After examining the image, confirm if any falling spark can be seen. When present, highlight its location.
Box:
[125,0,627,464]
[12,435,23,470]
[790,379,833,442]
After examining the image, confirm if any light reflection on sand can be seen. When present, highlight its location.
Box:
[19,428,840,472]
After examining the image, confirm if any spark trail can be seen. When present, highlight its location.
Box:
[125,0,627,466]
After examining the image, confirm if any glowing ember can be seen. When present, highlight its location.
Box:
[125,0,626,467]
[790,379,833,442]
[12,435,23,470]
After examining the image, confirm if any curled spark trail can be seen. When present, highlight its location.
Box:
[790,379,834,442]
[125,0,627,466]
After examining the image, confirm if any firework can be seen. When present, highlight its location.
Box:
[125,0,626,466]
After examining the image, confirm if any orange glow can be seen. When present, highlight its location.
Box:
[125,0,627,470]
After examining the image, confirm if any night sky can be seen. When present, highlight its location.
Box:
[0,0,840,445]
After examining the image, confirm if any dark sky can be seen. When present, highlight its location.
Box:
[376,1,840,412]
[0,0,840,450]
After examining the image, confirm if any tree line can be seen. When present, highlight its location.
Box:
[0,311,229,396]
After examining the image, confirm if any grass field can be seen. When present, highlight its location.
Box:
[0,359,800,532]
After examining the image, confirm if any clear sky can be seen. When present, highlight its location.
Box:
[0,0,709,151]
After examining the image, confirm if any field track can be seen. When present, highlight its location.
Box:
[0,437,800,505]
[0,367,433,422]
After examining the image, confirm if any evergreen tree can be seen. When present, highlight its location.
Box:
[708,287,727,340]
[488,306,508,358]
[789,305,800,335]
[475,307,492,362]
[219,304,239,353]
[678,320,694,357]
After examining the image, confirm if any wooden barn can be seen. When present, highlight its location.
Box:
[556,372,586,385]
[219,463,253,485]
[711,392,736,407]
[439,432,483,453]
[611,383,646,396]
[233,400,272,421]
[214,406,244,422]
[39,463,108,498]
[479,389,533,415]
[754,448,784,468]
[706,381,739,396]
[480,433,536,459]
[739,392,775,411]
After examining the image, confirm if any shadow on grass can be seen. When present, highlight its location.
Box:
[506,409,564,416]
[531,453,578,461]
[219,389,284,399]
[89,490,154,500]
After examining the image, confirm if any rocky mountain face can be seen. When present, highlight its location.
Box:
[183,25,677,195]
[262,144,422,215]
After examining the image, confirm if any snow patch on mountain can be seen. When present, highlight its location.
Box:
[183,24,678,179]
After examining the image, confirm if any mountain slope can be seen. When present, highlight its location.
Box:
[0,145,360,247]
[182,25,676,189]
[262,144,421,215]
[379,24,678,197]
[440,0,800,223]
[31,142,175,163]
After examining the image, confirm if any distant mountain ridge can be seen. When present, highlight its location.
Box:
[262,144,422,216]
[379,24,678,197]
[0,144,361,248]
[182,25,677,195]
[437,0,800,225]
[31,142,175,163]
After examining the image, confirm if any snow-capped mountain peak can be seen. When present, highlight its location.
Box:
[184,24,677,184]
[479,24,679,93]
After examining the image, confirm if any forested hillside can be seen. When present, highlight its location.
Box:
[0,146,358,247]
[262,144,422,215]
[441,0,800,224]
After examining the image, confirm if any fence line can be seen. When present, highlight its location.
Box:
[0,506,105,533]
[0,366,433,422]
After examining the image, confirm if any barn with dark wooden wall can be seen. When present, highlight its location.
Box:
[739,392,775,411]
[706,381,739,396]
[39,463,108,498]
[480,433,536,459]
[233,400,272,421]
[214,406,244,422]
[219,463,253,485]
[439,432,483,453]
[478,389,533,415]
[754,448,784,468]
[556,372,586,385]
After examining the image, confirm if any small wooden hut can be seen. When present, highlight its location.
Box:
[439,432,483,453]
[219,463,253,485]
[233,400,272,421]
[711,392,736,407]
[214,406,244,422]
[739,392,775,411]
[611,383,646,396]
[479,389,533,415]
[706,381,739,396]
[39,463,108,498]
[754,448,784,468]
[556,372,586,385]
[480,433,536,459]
____________________
What is being asked – Write out all the records again, replacing "highlight its location" with "mark where it is" wherever it appears and leaving everything else unchanged.

Output for this exercise –
After examining the image, confirm if any falling spark can be seen. When present, mark where it is.
Box:
[125,0,627,464]
[12,435,23,470]
[790,379,833,442]
After examining the image, confirm if any light reflection on sand can be seen. When present, mark where it is.
Box:
[19,428,840,472]
After examining the image, confirm if any spark trail can be seen. When present, mark where it is.
Box:
[125,0,627,466]
After examining the image, confirm if any glowing ember can be seen. When present, mark where it is.
Box:
[125,0,626,467]
[790,379,833,442]
[12,435,23,470]
After examining the image, confirm if any curled spark trail can be seen. When present, mark where it is.
Box:
[790,379,834,442]
[125,0,627,466]
After examining the image, confirm if any firework can be seen. When present, mark where it is.
Box:
[125,0,626,466]
After examining the image, confirm if any orange glow can be seen. When present, mark where it is.
Box:
[125,0,627,470]
After examining the image, confirm if any night sky can be seen. When present, mark where it is.
Box:
[0,0,840,445]
After examining the image, confirm if any dark sky can be seen. When present, mark where it is.
Box:
[376,1,840,412]
[0,0,840,450]
After examining the image, confirm if any tree line can be seen. When present, mark where it is.
Box:
[0,311,229,396]
After examining the image, confirm if any grass field can be seen. When present, mark where it is.
Box:
[0,359,800,532]
After examining the image, confirm if any clear sky can be seen. When present, mark where it is.
Box:
[0,0,709,151]
After examining the image, confirm if any field track can be seen. When present, mark where it is.
Box:
[0,437,800,505]
[0,367,433,422]
After examining the image, confirm if any evergreen tree can be seen. When present, mark where it is.
Box:
[708,287,727,340]
[488,306,508,358]
[789,305,800,335]
[475,307,492,362]
[219,304,239,353]
[678,320,694,357]
After examining the image, confirm if any wooden barn can be seen. When present, mark where it is.
Box:
[556,372,586,385]
[219,463,253,485]
[711,392,736,407]
[439,432,483,453]
[611,383,646,396]
[233,400,272,421]
[214,406,244,422]
[39,463,108,498]
[479,389,533,415]
[754,448,784,468]
[706,381,739,396]
[480,433,536,459]
[739,392,775,411]
After examining the image, confirm if any shadow on grass can be seen. When present, mark where it is.
Box:
[506,409,564,416]
[531,453,578,461]
[219,389,284,399]
[89,490,154,500]
After examining the image, confirm if any rocky mountain face can be seen. When present, mark where it is.
Box:
[183,25,677,195]
[262,144,422,215]
After examining the image, confirm if any snow patch on mountain can be seen. When present, mark where it is.
Box:
[183,24,678,179]
After examining the image, confirm if any mountain slope can be seen. When present, mark where it is.
Box:
[0,145,360,247]
[182,25,676,189]
[262,144,421,215]
[379,24,678,197]
[440,0,800,223]
[31,142,175,163]
After examining the image, confirm if any distant mountain ridge can be seen. When present, mark where it is.
Box:
[262,144,422,216]
[379,24,678,197]
[0,144,361,248]
[182,25,677,195]
[437,0,800,225]
[31,142,175,163]
After examining the image, confirm if any snow-capped mountain peak can be seen. When present, mark where it is.
Box:
[184,24,677,184]
[479,24,679,93]
After examining the image, confirm if any forested hillside can be seen. When present, mark where it is.
Box:
[0,146,358,247]
[262,144,422,215]
[441,0,800,224]
After examining the image, confirm if any fence line can be seen. When present, mark where it is.
Box:
[0,506,105,533]
[0,366,433,422]
After examining the image, confirm if any barn with dark wooden wall can be seen. When present, mark where it is.
Box:
[739,392,775,411]
[706,381,739,396]
[39,463,108,498]
[480,433,536,459]
[233,400,272,421]
[214,406,244,422]
[219,463,253,485]
[439,432,483,453]
[478,389,533,415]
[754,448,784,468]
[556,372,586,385]
After examining the image, confirm if any small wooden hut can be seen. When present, mark where it is.
Box:
[439,432,483,453]
[219,463,253,485]
[233,400,272,421]
[711,392,736,407]
[214,406,244,422]
[739,392,775,411]
[611,383,646,396]
[479,389,533,415]
[706,381,739,396]
[39,463,108,498]
[754,448,784,468]
[556,372,586,385]
[480,433,536,459]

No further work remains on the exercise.